Instructions for the task >> Collect every line in the entries below that contains the string "blue", matching case exactly.

Recorded information >>
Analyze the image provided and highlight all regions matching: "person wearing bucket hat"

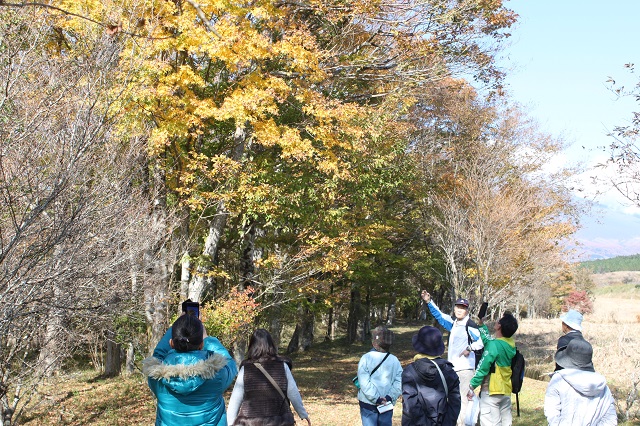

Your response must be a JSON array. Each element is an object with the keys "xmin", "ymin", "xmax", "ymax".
[
  {"xmin": 402, "ymin": 326, "xmax": 461, "ymax": 426},
  {"xmin": 358, "ymin": 326, "xmax": 402, "ymax": 426},
  {"xmin": 421, "ymin": 290, "xmax": 484, "ymax": 426},
  {"xmin": 554, "ymin": 309, "xmax": 584, "ymax": 371},
  {"xmin": 544, "ymin": 339, "xmax": 618, "ymax": 426}
]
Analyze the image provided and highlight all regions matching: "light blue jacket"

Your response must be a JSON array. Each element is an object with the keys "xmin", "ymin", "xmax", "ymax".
[{"xmin": 142, "ymin": 328, "xmax": 238, "ymax": 426}]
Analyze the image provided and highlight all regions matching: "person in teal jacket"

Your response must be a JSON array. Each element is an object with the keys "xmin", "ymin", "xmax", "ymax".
[{"xmin": 142, "ymin": 314, "xmax": 238, "ymax": 426}]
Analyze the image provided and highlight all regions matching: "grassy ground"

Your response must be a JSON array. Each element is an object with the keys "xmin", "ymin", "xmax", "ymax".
[
  {"xmin": 22, "ymin": 321, "xmax": 640, "ymax": 426},
  {"xmin": 21, "ymin": 284, "xmax": 640, "ymax": 426}
]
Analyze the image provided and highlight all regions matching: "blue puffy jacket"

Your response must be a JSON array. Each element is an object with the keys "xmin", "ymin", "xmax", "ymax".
[{"xmin": 142, "ymin": 328, "xmax": 238, "ymax": 426}]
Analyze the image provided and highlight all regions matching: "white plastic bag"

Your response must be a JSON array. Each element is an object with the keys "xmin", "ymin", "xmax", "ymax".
[{"xmin": 464, "ymin": 395, "xmax": 480, "ymax": 426}]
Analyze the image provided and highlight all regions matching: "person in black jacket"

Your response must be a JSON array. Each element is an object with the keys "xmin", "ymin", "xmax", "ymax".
[
  {"xmin": 402, "ymin": 326, "xmax": 461, "ymax": 426},
  {"xmin": 554, "ymin": 309, "xmax": 584, "ymax": 371}
]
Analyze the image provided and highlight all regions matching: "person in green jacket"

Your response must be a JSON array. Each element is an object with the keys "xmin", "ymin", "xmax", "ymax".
[{"xmin": 467, "ymin": 312, "xmax": 518, "ymax": 426}]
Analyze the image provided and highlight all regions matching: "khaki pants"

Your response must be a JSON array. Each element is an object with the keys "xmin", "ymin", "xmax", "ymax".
[
  {"xmin": 456, "ymin": 370, "xmax": 474, "ymax": 426},
  {"xmin": 480, "ymin": 392, "xmax": 512, "ymax": 426}
]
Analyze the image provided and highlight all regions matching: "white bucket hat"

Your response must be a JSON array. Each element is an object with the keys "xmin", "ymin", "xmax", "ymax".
[{"xmin": 560, "ymin": 309, "xmax": 582, "ymax": 331}]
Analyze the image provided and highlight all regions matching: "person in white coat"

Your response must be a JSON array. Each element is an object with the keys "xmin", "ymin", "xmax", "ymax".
[{"xmin": 544, "ymin": 339, "xmax": 618, "ymax": 426}]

The response >>
Analyze the image provided and highlight all regions matching: "light blue jacket"
Analyze the image provided and highlight all regions matching: "blue puffy jacket"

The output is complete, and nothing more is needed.